▶ DESCRIPTION OF THE TASK: Only the lines containing the string "below" are needed; copy all of them from the listing.

▶ DATA PROVIDED:
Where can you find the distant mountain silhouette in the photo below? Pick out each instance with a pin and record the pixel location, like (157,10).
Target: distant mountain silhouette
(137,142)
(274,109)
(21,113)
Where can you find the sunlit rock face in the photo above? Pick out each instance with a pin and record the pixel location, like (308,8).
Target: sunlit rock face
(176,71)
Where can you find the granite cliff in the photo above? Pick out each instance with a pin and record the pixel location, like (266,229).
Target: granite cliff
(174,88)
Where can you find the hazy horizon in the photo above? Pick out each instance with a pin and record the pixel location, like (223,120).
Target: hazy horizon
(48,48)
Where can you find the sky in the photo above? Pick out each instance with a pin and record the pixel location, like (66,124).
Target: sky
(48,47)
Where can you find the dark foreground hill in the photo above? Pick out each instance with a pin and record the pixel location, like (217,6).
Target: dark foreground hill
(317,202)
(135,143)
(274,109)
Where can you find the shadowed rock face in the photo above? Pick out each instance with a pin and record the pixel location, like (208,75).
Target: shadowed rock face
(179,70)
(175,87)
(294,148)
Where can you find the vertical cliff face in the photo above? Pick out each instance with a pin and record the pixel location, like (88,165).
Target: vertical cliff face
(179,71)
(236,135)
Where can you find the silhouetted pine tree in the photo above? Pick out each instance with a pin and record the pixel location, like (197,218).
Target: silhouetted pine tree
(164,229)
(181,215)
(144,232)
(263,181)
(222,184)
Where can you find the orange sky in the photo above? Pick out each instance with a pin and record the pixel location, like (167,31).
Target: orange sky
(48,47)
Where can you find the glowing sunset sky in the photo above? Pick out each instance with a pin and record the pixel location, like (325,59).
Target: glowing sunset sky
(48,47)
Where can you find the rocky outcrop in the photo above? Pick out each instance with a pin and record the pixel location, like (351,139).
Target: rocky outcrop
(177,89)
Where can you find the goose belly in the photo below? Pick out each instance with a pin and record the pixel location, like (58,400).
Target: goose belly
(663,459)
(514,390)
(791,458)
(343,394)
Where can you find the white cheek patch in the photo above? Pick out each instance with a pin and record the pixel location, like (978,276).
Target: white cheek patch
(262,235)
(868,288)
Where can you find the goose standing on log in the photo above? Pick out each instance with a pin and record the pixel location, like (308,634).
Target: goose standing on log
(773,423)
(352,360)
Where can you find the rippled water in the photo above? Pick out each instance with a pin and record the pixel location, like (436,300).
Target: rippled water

▶ EXERCISE RESPONSE:
Where can you find the distant mountain silhouette in the photo below? Pick out each instance with a pin and record the pixel location, like (157,10).
Where can you find the goose belly in the photo below? Pick out each instance with a pin and record the pixel location, like (58,400).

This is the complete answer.